- [Task description] Working from the entries that follow, transcribe exactly and only the lines from the one with "query: the noun phrase to segment: sky" through the last, pictures excluded.

Named region outline records
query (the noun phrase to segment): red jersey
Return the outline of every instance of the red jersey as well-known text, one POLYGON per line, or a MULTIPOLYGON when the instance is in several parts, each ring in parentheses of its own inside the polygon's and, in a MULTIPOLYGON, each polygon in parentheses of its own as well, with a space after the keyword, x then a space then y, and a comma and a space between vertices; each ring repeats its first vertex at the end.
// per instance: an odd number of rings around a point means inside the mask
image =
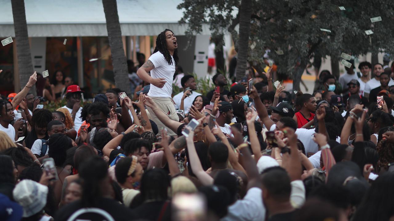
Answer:
POLYGON ((303 126, 308 123, 311 120, 313 120, 313 118, 315 116, 315 114, 313 113, 310 113, 310 117, 309 119, 307 119, 304 117, 304 115, 299 111, 296 113, 296 116, 297 117, 297 122, 298 125, 298 128, 301 128, 303 126))

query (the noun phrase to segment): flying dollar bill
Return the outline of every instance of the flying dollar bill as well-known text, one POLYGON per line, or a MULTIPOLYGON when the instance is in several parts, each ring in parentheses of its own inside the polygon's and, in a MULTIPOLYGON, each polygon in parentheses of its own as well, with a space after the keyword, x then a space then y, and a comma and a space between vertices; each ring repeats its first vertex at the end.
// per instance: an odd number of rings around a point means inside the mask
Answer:
POLYGON ((49 76, 49 73, 48 73, 48 70, 43 72, 43 77, 48 77, 48 76, 49 76))
POLYGON ((380 16, 379 17, 375 17, 374 18, 371 18, 371 22, 374 23, 376 22, 380 22, 382 20, 382 18, 380 17, 380 16))
POLYGON ((3 46, 5 46, 12 42, 14 42, 14 41, 12 41, 12 38, 9 37, 1 41, 1 44, 3 45, 3 46))
POLYGON ((351 55, 348 55, 346 53, 342 53, 341 55, 341 57, 348 61, 350 60, 351 59, 351 55))
POLYGON ((372 30, 371 30, 370 29, 369 30, 366 30, 366 31, 365 31, 365 33, 367 35, 372 35, 372 34, 374 33, 374 32, 372 31, 372 30))
POLYGON ((349 68, 351 66, 351 63, 348 62, 343 59, 342 59, 342 61, 341 61, 341 64, 345 65, 345 66, 348 68, 349 68))

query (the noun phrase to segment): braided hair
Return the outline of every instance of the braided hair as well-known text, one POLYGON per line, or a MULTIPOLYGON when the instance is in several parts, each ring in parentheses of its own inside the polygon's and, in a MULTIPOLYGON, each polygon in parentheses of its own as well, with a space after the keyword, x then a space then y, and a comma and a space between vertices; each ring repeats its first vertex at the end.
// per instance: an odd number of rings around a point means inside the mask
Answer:
MULTIPOLYGON (((165 29, 164 31, 162 31, 157 36, 156 39, 156 47, 154 48, 153 53, 157 52, 160 52, 164 56, 165 60, 168 63, 168 65, 172 65, 173 64, 172 59, 171 59, 171 55, 170 54, 169 52, 167 49, 167 42, 165 41, 165 32, 170 31, 174 32, 169 29, 165 29)), ((174 50, 174 55, 173 55, 174 61, 175 61, 175 66, 178 65, 178 63, 179 62, 179 58, 178 56, 178 49, 174 50)))

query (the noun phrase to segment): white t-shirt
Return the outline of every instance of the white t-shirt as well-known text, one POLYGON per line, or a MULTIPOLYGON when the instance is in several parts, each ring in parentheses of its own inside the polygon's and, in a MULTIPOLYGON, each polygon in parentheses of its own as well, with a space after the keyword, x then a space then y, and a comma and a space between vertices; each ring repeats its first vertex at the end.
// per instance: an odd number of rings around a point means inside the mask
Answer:
POLYGON ((8 125, 8 128, 6 128, 0 124, 0 131, 1 131, 7 134, 11 140, 15 141, 15 129, 11 124, 8 125))
POLYGON ((262 193, 261 189, 251 188, 243 199, 229 206, 227 215, 220 221, 264 220, 266 208, 263 204, 262 193))
POLYGON ((172 93, 172 82, 175 73, 175 61, 171 56, 172 65, 164 58, 164 56, 160 52, 151 55, 149 60, 154 65, 154 68, 151 71, 151 76, 153 78, 164 78, 167 81, 162 88, 157 87, 151 84, 151 89, 148 96, 151 97, 171 98, 172 93))
POLYGON ((348 86, 347 85, 348 83, 350 82, 353 79, 358 79, 359 77, 357 74, 355 73, 353 74, 349 74, 347 73, 345 73, 339 77, 339 83, 342 86, 342 88, 348 88, 348 86))
MULTIPOLYGON (((32 146, 32 153, 33 154, 37 154, 37 155, 40 156, 41 155, 41 149, 43 148, 43 141, 41 140, 41 139, 37 139, 34 141, 34 143, 33 143, 33 145, 32 146)), ((49 149, 49 146, 47 145, 46 146, 46 152, 45 153, 45 155, 47 155, 48 154, 48 150, 49 149)))
MULTIPOLYGON (((70 112, 70 114, 72 112, 72 109, 67 107, 65 105, 62 107, 61 108, 67 109, 70 112)), ((77 131, 79 130, 80 127, 81 127, 81 125, 82 125, 82 120, 81 120, 81 118, 79 118, 81 116, 81 110, 82 110, 82 107, 79 108, 79 110, 76 112, 76 114, 75 114, 75 120, 74 120, 74 129, 77 131)))
POLYGON ((225 134, 227 134, 229 136, 231 136, 233 137, 234 137, 234 135, 232 135, 232 133, 231 133, 231 126, 229 125, 227 123, 224 124, 224 127, 221 127, 219 126, 219 127, 220 128, 220 130, 222 132, 224 133, 225 134))
MULTIPOLYGON (((183 96, 183 92, 181 92, 177 94, 173 98, 174 102, 175 102, 175 109, 179 110, 180 107, 180 102, 182 99, 182 96, 183 96)), ((201 94, 193 91, 191 95, 185 98, 183 100, 183 109, 185 114, 189 112, 189 109, 191 107, 191 104, 193 103, 193 101, 195 99, 196 97, 199 95, 201 95, 201 94)))
MULTIPOLYGON (((388 82, 388 86, 391 85, 394 85, 394 80, 390 78, 390 81, 388 82)), ((365 87, 364 87, 364 92, 369 94, 371 92, 371 90, 379 87, 380 87, 380 81, 376 80, 374 77, 368 81, 365 84, 365 87)))

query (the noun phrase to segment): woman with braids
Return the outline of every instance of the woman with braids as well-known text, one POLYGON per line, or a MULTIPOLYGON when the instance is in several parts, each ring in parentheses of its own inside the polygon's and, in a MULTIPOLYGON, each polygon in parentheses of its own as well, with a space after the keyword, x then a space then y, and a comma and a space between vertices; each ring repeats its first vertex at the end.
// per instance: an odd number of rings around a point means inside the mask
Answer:
POLYGON ((48 140, 49 136, 46 133, 46 126, 52 121, 52 113, 50 111, 46 109, 36 109, 30 122, 32 132, 27 135, 23 146, 31 149, 36 140, 48 140))
MULTIPOLYGON (((143 81, 151 84, 148 96, 157 104, 155 108, 160 109, 171 120, 179 121, 179 118, 171 98, 175 66, 179 61, 177 38, 172 31, 166 29, 158 35, 156 48, 153 53, 138 70, 137 74, 143 81), (149 72, 151 72, 150 76, 148 74, 149 72)), ((151 120, 156 123, 158 128, 165 127, 158 119, 152 109, 148 107, 148 110, 151 120)), ((167 130, 169 135, 177 135, 173 131, 169 128, 167 130)))

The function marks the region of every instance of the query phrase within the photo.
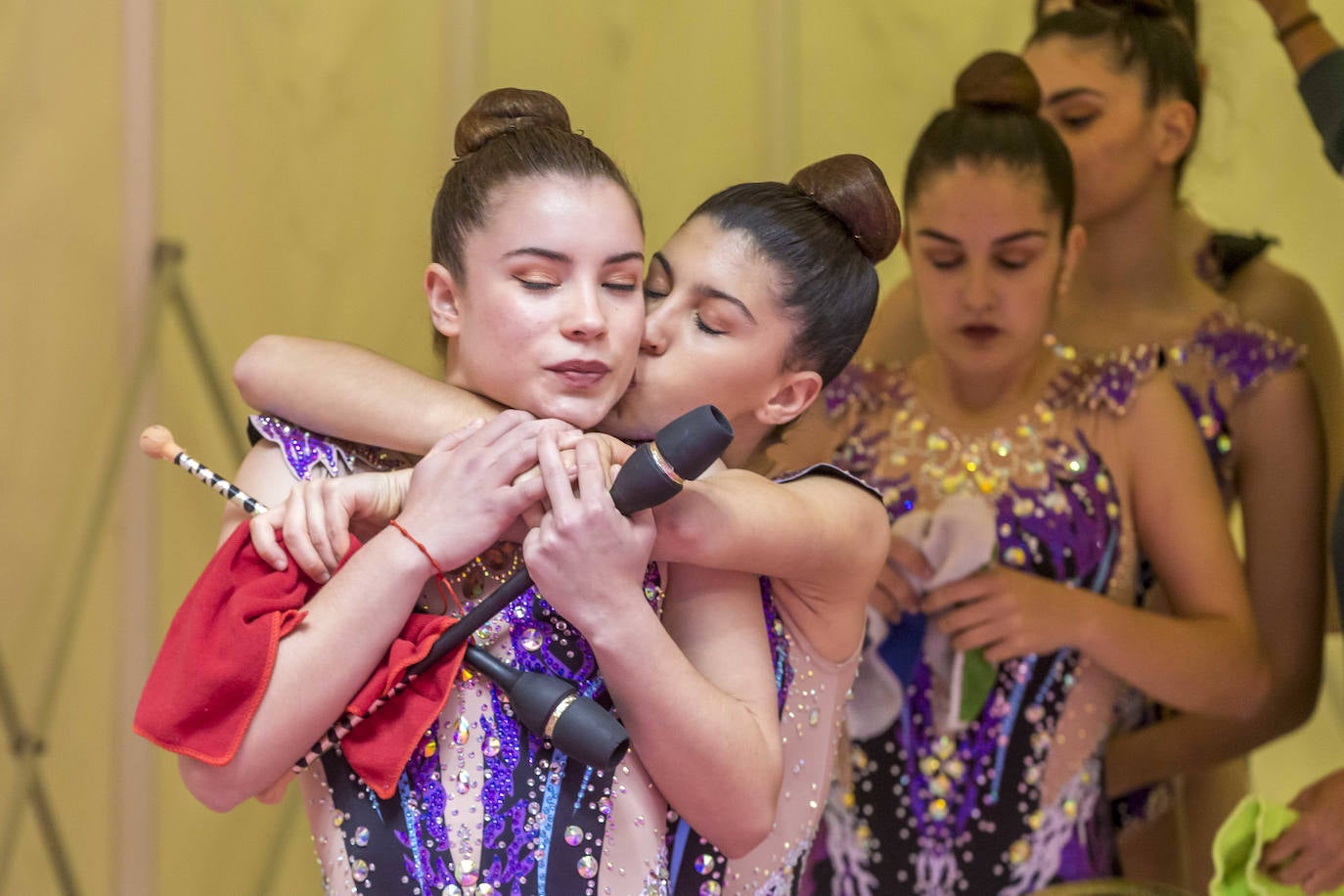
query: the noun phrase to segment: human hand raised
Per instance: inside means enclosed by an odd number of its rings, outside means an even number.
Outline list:
[[[468,434],[460,430],[460,438]],[[284,504],[251,519],[253,547],[277,570],[289,568],[293,557],[314,582],[327,582],[349,549],[351,532],[367,540],[396,516],[410,474],[356,473],[298,482]],[[277,532],[284,533],[284,547]]]
[[[527,533],[523,559],[542,595],[589,638],[598,626],[618,626],[644,604],[644,571],[653,551],[652,510],[625,517],[610,496],[610,467],[585,437],[574,449],[577,484],[551,434],[538,450],[550,510]]]
[[[1298,818],[1266,846],[1261,868],[1308,896],[1344,884],[1344,768],[1306,787],[1289,806]]]
[[[573,430],[505,411],[465,439],[445,437],[415,465],[398,521],[444,570],[468,563],[546,494],[543,478],[519,478],[536,463],[539,441]]]
[[[957,650],[1000,664],[1077,643],[1090,591],[991,567],[929,592],[922,610]]]
[[[597,446],[599,465],[603,470],[610,469],[613,465],[621,466],[630,459],[632,454],[634,454],[634,446],[622,442],[614,435],[607,435],[606,433],[582,433],[579,430],[562,431],[556,439],[556,445],[560,449],[560,459],[564,462],[564,467],[571,472],[577,469],[574,449],[579,443],[579,439],[587,439]],[[540,478],[540,476],[542,467],[535,465],[520,473],[515,482]],[[519,527],[511,529],[505,537],[511,541],[521,541],[530,529],[535,529],[542,524],[542,517],[546,516],[547,509],[548,505],[544,497],[536,504],[528,506],[519,517]]]

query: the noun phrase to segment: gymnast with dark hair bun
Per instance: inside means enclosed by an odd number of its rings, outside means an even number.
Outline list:
[[[685,580],[687,564],[753,574],[758,594],[750,622],[696,623],[698,607],[712,607],[722,595],[694,588],[689,596],[680,592],[679,606],[669,592],[664,622],[708,638],[753,677],[755,654],[739,653],[738,645],[747,635],[769,637],[767,672],[774,674],[782,735],[775,748],[784,767],[773,823],[767,819],[763,841],[757,837],[753,845],[734,818],[703,811],[704,805],[732,799],[739,783],[731,774],[707,764],[698,751],[672,755],[661,739],[644,736],[656,729],[632,725],[632,756],[644,759],[673,813],[645,819],[646,830],[667,825],[663,876],[649,892],[794,893],[800,885],[859,662],[868,594],[886,556],[886,514],[870,489],[816,463],[824,457],[801,459],[777,482],[751,470],[767,469],[766,446],[853,356],[876,304],[874,263],[895,247],[899,232],[900,216],[882,172],[862,156],[845,154],[805,167],[789,183],[719,191],[649,262],[634,377],[598,429],[620,439],[648,439],[677,412],[704,402],[732,423],[735,438],[723,458],[730,469],[688,482],[679,497],[655,509],[652,552],[672,562],[673,586]],[[321,376],[310,375],[319,369]],[[452,384],[345,345],[267,337],[239,360],[235,379],[249,402],[302,424],[415,453],[462,422],[462,396]],[[621,457],[621,446],[612,447]],[[352,514],[370,524],[347,502],[359,502],[358,478],[335,482],[316,500],[331,508],[328,520]],[[343,493],[347,486],[351,492]],[[290,504],[304,506],[302,500]],[[312,527],[284,527],[296,557],[310,552],[304,541],[327,541],[321,514],[309,519]],[[594,567],[583,553],[573,562]],[[319,564],[314,572],[321,571]],[[601,606],[569,606],[575,609],[566,615],[578,630],[610,629],[602,625]],[[637,649],[637,638],[632,631],[626,646]],[[663,669],[655,662],[650,657],[644,672],[657,681]],[[624,719],[632,709],[614,688],[613,696]],[[679,711],[703,709],[703,724],[716,727],[719,711],[675,690],[667,700]],[[734,742],[737,736],[723,728],[712,746],[741,748],[742,760],[753,762],[759,751]],[[655,767],[655,755],[675,770]],[[660,775],[673,772],[691,793],[702,791],[700,813],[692,814],[695,803],[663,786]],[[605,858],[602,873],[610,873]],[[609,892],[642,891],[618,881]]]
[[[1124,854],[1132,873],[1202,887],[1214,870],[1214,833],[1247,791],[1246,752],[1302,724],[1316,704],[1325,592],[1320,411],[1302,348],[1210,290],[1177,254],[1175,196],[1202,91],[1193,46],[1171,4],[1060,12],[1042,21],[1024,58],[1042,83],[1042,114],[1074,159],[1089,239],[1055,334],[1081,353],[1160,344],[1224,506],[1241,509],[1270,699],[1238,724],[1176,713],[1117,737],[1107,760],[1117,795],[1184,775],[1180,826],[1172,813],[1148,832],[1136,827]],[[1329,345],[1329,329],[1314,339]],[[1145,603],[1161,609],[1167,586],[1157,576]],[[1150,797],[1129,806],[1140,818],[1163,811]]]
[[[1218,488],[1156,347],[1046,340],[1083,234],[1040,102],[1017,56],[961,74],[905,183],[929,351],[851,365],[778,451],[833,446],[892,520],[817,892],[1109,877],[1120,693],[1227,717],[1266,693]],[[1136,606],[1141,555],[1169,614]]]

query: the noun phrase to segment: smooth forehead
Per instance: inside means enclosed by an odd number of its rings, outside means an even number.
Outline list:
[[[910,230],[1012,232],[1036,228],[1054,232],[1060,212],[1051,207],[1046,175],[1001,161],[958,161],[929,177],[910,203]]]
[[[640,251],[644,228],[625,188],[606,177],[515,177],[491,195],[484,226],[468,236],[482,244],[532,244],[566,254],[607,257]]]
[[[784,281],[780,265],[762,251],[755,238],[742,228],[726,228],[712,215],[696,215],[668,238],[661,253],[677,278],[727,281],[743,289],[780,294]],[[706,283],[724,289],[723,283]],[[731,290],[728,290],[731,292]]]
[[[1047,107],[1063,91],[1079,87],[1105,95],[1141,93],[1142,89],[1138,73],[1121,64],[1118,48],[1103,35],[1074,38],[1054,34],[1027,44],[1021,58],[1040,83],[1043,106]]]

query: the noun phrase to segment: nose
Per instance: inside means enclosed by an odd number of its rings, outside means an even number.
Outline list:
[[[988,312],[995,306],[995,285],[986,265],[970,265],[962,304],[966,310]]]
[[[560,326],[567,337],[578,341],[594,340],[606,333],[606,308],[599,285],[582,286],[570,293]]]

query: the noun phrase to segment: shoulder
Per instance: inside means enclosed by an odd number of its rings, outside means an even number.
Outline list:
[[[1068,359],[1055,377],[1051,403],[1124,416],[1137,402],[1141,387],[1159,377],[1161,367],[1163,351],[1150,344]]]
[[[1312,285],[1267,258],[1247,265],[1228,283],[1226,296],[1242,317],[1298,344],[1310,347],[1322,334],[1333,334],[1325,304]]]
[[[1227,305],[1200,321],[1189,339],[1173,345],[1169,355],[1177,365],[1191,356],[1206,357],[1215,371],[1232,380],[1236,392],[1242,392],[1273,373],[1296,367],[1304,348]]]
[[[906,394],[906,368],[899,364],[856,361],[844,368],[821,394],[831,418],[847,411],[872,412]]]
[[[266,414],[249,418],[249,433],[258,445],[270,443],[280,449],[280,457],[296,480],[312,478],[319,469],[325,476],[345,476],[360,467],[395,470],[411,463],[405,454],[313,433]]]

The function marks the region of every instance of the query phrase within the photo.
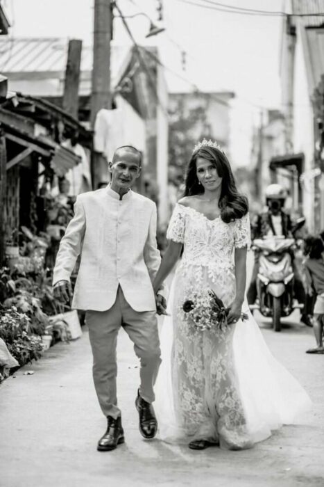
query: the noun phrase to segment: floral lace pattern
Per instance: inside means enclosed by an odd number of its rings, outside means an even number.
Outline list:
[[[248,215],[226,224],[177,205],[167,237],[184,244],[176,274],[173,390],[177,420],[188,438],[228,449],[250,440],[232,360],[235,326],[201,331],[189,327],[182,305],[193,290],[213,289],[226,306],[235,296],[233,249],[250,244]]]

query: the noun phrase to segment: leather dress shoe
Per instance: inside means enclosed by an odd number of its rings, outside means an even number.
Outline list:
[[[117,447],[118,445],[125,442],[123,429],[121,426],[121,417],[114,420],[111,416],[107,417],[107,431],[98,442],[99,452],[110,452]]]
[[[140,397],[135,400],[136,409],[139,416],[139,432],[146,439],[153,438],[157,431],[157,421],[152,404]]]
[[[188,447],[193,450],[204,450],[213,444],[206,440],[194,440],[188,445]]]
[[[303,323],[306,326],[312,328],[313,326],[312,316],[311,314],[302,314],[300,317],[300,322]]]

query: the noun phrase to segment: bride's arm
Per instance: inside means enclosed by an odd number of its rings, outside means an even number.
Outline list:
[[[234,256],[235,263],[236,295],[235,299],[230,306],[230,312],[228,316],[228,323],[229,324],[237,321],[241,317],[246,285],[246,247],[235,248]]]
[[[163,259],[160,264],[159,269],[153,280],[154,292],[156,293],[160,289],[164,279],[169,276],[176,262],[178,261],[182,244],[170,240],[168,248],[164,253]]]

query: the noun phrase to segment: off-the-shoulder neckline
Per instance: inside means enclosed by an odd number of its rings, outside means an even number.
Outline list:
[[[200,215],[203,218],[205,218],[207,221],[213,222],[216,221],[216,220],[219,220],[219,218],[221,218],[221,215],[219,215],[214,218],[209,218],[204,213],[202,213],[201,211],[198,211],[198,209],[196,209],[196,208],[193,208],[192,207],[186,207],[184,205],[182,205],[181,203],[177,203],[177,205],[180,207],[180,208],[185,208],[185,209],[191,209],[192,210],[194,213],[197,214],[198,215]]]

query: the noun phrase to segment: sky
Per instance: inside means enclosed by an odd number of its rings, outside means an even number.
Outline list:
[[[216,0],[215,0],[216,1]],[[288,1],[288,0],[286,0]],[[206,0],[189,0],[207,6]],[[119,0],[124,15],[144,12],[157,19],[156,0]],[[284,0],[220,0],[219,3],[282,10]],[[62,37],[91,44],[94,0],[3,0],[13,37]],[[139,44],[159,47],[171,92],[233,91],[232,156],[248,164],[253,125],[261,109],[280,108],[280,17],[238,15],[203,8],[183,0],[164,0],[166,31],[146,40],[149,21],[128,19]],[[114,21],[114,42],[130,42],[121,22]],[[186,54],[182,70],[181,51]],[[175,74],[176,73],[176,74]]]

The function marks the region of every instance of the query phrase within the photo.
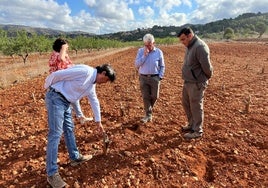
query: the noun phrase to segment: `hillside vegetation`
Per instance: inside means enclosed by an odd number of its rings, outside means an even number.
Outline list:
[[[256,37],[260,33],[265,33],[268,25],[268,13],[245,13],[236,18],[222,19],[206,24],[186,24],[175,26],[171,23],[170,26],[155,25],[152,28],[137,28],[133,31],[124,31],[110,33],[104,35],[95,35],[90,31],[86,32],[64,32],[47,28],[32,28],[27,26],[17,25],[0,25],[0,29],[7,31],[8,36],[15,36],[18,30],[25,30],[29,34],[45,35],[49,37],[66,36],[74,38],[77,36],[86,36],[94,38],[113,39],[120,41],[137,41],[141,40],[145,33],[152,33],[157,38],[174,37],[176,33],[185,26],[191,26],[194,31],[198,32],[201,37],[221,39],[226,28],[231,28],[234,31],[235,38]],[[264,32],[263,32],[263,29]]]

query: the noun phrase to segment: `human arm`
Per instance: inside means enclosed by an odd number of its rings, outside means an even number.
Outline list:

- [Output below]
query: the noun phrase to segment: sky
Per instance: inside means enclosed by an odd number of its rings, outside means an even number.
Outline list:
[[[216,0],[215,0],[216,1]],[[288,1],[288,0],[286,0]],[[206,0],[189,0],[207,6]],[[119,0],[124,15],[144,12],[157,19],[156,0]],[[284,0],[220,0],[219,3],[282,10]],[[62,37],[91,44],[94,0],[3,0],[13,37]],[[139,44],[159,47],[171,92],[233,91],[232,156],[248,164],[253,125],[261,109],[280,108],[280,17],[238,15],[203,8],[183,0],[164,0],[166,31],[146,40],[149,21],[128,19]],[[114,21],[114,42],[130,42],[121,22]],[[186,54],[182,70],[181,51]],[[175,74],[176,73],[176,74]]]

The function marks the region of every instance of the query phrase within the photo.
query: the noun phrase to segment: `hillside vegetation`
Per instance: inside means enclosed by an odd number of its rings, outside means an even number.
Outline list:
[[[256,37],[260,33],[265,33],[268,25],[268,13],[245,13],[236,18],[222,19],[206,24],[186,24],[175,26],[171,23],[170,26],[155,25],[152,28],[137,28],[133,31],[124,31],[110,33],[104,35],[95,35],[90,31],[86,32],[64,32],[47,28],[32,28],[27,26],[17,25],[0,25],[0,29],[7,31],[8,36],[15,36],[18,30],[25,30],[29,34],[45,35],[49,37],[66,36],[74,38],[77,36],[86,36],[94,38],[113,39],[120,41],[137,41],[141,40],[145,33],[152,33],[157,38],[174,37],[176,33],[185,26],[191,26],[194,31],[198,32],[201,37],[221,39],[226,28],[231,28],[234,31],[235,38]],[[264,32],[263,32],[263,29]]]

query: the noun phrase to segment: `human arm`
Per instance: inside means enclosed by an odd number of its rings, outside means an even number.
Outline list:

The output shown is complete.